Short task
Rewrite each of the records below, replacing every occurrence of "Wildlife camera trigger" with "Motion sensor alert" and leaving everything else unchanged.

Start of Task material

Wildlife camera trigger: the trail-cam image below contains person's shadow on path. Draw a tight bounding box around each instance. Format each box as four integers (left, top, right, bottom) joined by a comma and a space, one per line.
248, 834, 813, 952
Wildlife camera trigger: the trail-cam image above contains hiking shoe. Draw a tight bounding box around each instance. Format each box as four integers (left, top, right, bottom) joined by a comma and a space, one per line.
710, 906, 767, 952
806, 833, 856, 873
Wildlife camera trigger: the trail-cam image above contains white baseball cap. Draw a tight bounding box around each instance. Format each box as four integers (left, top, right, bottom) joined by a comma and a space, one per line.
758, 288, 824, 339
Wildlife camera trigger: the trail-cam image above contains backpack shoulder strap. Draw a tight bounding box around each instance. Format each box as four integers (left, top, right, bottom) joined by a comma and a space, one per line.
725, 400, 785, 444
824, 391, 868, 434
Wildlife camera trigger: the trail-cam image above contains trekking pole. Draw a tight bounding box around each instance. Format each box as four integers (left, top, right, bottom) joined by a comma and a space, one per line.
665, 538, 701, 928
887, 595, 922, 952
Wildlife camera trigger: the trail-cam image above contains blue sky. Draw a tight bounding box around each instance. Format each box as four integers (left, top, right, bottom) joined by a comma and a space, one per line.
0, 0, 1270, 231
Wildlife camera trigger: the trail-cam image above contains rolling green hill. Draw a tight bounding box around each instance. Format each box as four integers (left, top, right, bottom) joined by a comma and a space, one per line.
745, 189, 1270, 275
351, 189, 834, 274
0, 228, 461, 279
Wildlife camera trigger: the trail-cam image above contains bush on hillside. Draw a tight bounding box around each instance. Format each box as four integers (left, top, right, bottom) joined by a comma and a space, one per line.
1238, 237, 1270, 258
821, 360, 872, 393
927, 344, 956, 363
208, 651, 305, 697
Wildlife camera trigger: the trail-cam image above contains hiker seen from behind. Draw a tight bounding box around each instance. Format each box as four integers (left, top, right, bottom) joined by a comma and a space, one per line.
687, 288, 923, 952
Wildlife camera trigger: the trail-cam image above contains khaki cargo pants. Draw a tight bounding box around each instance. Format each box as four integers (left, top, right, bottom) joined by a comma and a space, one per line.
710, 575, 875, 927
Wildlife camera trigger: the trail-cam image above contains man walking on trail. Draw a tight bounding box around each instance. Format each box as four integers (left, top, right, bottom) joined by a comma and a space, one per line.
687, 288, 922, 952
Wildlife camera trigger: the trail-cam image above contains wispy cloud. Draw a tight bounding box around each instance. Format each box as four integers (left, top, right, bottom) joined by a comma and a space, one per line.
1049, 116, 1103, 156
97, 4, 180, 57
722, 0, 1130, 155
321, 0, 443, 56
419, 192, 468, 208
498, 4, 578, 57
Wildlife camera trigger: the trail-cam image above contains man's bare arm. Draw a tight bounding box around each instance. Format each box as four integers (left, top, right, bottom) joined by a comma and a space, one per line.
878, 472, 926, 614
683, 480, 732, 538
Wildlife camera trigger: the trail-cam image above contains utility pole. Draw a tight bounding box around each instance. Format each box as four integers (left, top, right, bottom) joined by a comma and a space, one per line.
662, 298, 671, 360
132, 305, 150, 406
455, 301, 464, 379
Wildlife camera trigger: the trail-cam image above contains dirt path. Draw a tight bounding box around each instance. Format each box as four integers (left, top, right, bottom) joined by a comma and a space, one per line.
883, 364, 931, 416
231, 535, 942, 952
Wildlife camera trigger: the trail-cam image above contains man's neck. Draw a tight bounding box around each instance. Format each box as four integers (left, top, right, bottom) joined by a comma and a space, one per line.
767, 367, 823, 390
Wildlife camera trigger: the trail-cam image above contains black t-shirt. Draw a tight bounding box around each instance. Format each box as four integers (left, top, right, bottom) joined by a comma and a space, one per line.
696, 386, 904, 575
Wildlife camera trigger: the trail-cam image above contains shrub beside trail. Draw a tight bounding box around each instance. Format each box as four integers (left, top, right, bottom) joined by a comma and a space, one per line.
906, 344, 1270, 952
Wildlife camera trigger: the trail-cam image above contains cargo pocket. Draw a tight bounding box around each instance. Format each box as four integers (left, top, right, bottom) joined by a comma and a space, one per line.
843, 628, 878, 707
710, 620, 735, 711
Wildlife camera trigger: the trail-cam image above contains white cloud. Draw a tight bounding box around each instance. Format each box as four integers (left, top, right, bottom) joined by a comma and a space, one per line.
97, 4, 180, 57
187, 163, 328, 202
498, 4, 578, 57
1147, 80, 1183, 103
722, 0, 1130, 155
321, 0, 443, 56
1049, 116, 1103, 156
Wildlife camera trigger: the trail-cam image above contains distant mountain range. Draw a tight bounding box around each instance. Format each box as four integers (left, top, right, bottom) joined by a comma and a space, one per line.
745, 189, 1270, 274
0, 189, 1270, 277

End of Task material

Result below
Motion sensor alert: the trail-cam image below contains person's shadow on path. Draw a tight bounding box around each instance. Format each box as four integers (left, top, right, bottom) joined by a comma and a space, one per line.
248, 834, 813, 952
Motion sensor alert: the trail-cam image above contains hiking shoe. Draw a tight bounding box around each instance. Format each box as four integers (left, top, right, bottom) joined by a comma and a space, one per line.
710, 906, 767, 952
806, 833, 856, 873
Motion sensor alert: the trail-cam image above contains white baseball cap. Draw a tight bounding box around each instance. Format each box as four integers (left, top, right, bottom) joined by a comma and a space, one per line.
758, 288, 824, 339
Motion sensor alert: the trail-cam image above contains backpack shoulder strap. Draw a tight bounding box around each instance. Format each box as four integers (left, top, right, bottom) joined by a comma and a space, one per line.
725, 400, 785, 444
824, 391, 868, 434
Motion sensor alert: the trail-cam image above contains trekking pole. Draw a tight bounding box around each instance. Format each box as four integers (left, top, right, bottom) joined by a comma and a space, one per line.
665, 538, 701, 928
887, 595, 922, 952
Motion sensor alert: the trail-cam image above contains blue sky. Draw a tight bounding box around each instance. Format each box as four integers (left, top, right, bottom) joined by a comma and a space, one per line.
0, 0, 1270, 231
Motion sensor alert: the trail-cam image above contains rolling green hill. Draw a tight bounding box around each instance. Format each box as four integers (left, top, right, bottom) joined by a comma and a space, one per line.
745, 189, 1270, 275
351, 189, 834, 274
0, 228, 461, 279
Motion sensor alert: the trail-cam image above contains bush on hillside. Draw a tight bounding box around each instance. Format each box as four integers (left, top, right, bottom) joined by a comma and a space, one per line.
1238, 237, 1270, 258
821, 360, 872, 393
927, 344, 956, 363
208, 651, 305, 697
Motion sensor alert: the trail-cam image above contains hiker seen from behind. Draw a tight bounding box around each instance. Format each box as four integers (left, top, right, bottom) joined by a comma and a space, one per line.
687, 288, 923, 952
Motion sensor alert: the trail-cam image above contains khaki cargo pants. Draw a tight bounding box around each instance. Format each box as four integers (left, top, right, bottom) joined by a comma and a space, one per line.
710, 575, 875, 927
Motion sensor alert: the trail-cam image above contains man walking on trail. Draw a tight bounding box around each instance. Format each box as four integers (left, top, right, bottom) joined by a comma and a space, one per line.
687, 288, 922, 952
Motion sensor alert: the trail-cam image above contains wispy cloud. Draw a tight bounding box around each instance. Format each box as four integers (left, top, right, bottom) joined by a comma and a space, one per line.
1049, 116, 1103, 156
97, 4, 180, 57
722, 0, 1130, 155
321, 0, 443, 56
419, 192, 468, 208
498, 4, 578, 57
Motion sensor alert: the trail-cam image above contains man's bare arm. Draw a tight bounding box around each instance. Format each box as four integers (left, top, right, bottom) joined by a comma and a space, one per line.
878, 472, 926, 614
683, 480, 732, 538
Motion sensor alert: the trail-cam image above contains utility pole. Draw a tight bounding box around each instance. Format each box as four integers (left, top, right, bottom) joined by a comma and a space, one per line.
662, 298, 671, 360
132, 305, 150, 406
455, 301, 464, 379
Motion sensor alert: the trail-cam image above contains dirt path. Draw a tight bounding box around each instance. Format each box as four integers (left, top, right, bottom) joined by a comma and a space, one per line.
883, 364, 931, 416
231, 535, 942, 952
Motion sensor alert: the trail-cam image above contains man's neck. Draw a tight bounding box around each instance. Format each box as four integers (left, top, right, bottom) joined by a comma and a space, one per line.
767, 367, 823, 390
Motion sensor alert: the trail-cam image above contains black t-shirt. Draw a tight bounding box around each instance. Format each box as four integers (left, top, right, bottom) joined by a comma and a space, one per line.
696, 386, 904, 575
Motion sensor alert: the trail-cam image above contains shrub beside trail. Draw a tight bounding box around each instance. Format each box as four integers (left, top, right, bottom) joined by a comma and a space, one per line.
906, 344, 1270, 952
Motion sensor alert: the trail-cam image above contains cargo pocket. Draw a tight bounding box around each instance. Format each box as four integers (left, top, right, bottom) joined by a comma and a space, one per line.
843, 628, 878, 707
710, 620, 735, 711
Motion sensor alert: the trail-cam image above contains white cloud. Draw a tight bounding box around each instance. Format each box as four integers (left, top, right, bottom) joined by a comma and a space, one per line.
97, 4, 180, 57
187, 163, 328, 202
498, 4, 578, 57
1147, 80, 1183, 103
722, 0, 1130, 155
321, 0, 443, 56
1049, 116, 1103, 156
Motion sensor alert: the trail-cam image above contains distant mountain range. Draw a tight bounding box around each instance. Format each box as four integers (left, top, right, bottom) joined by a comma and a space, one per line.
745, 189, 1270, 274
0, 189, 1270, 277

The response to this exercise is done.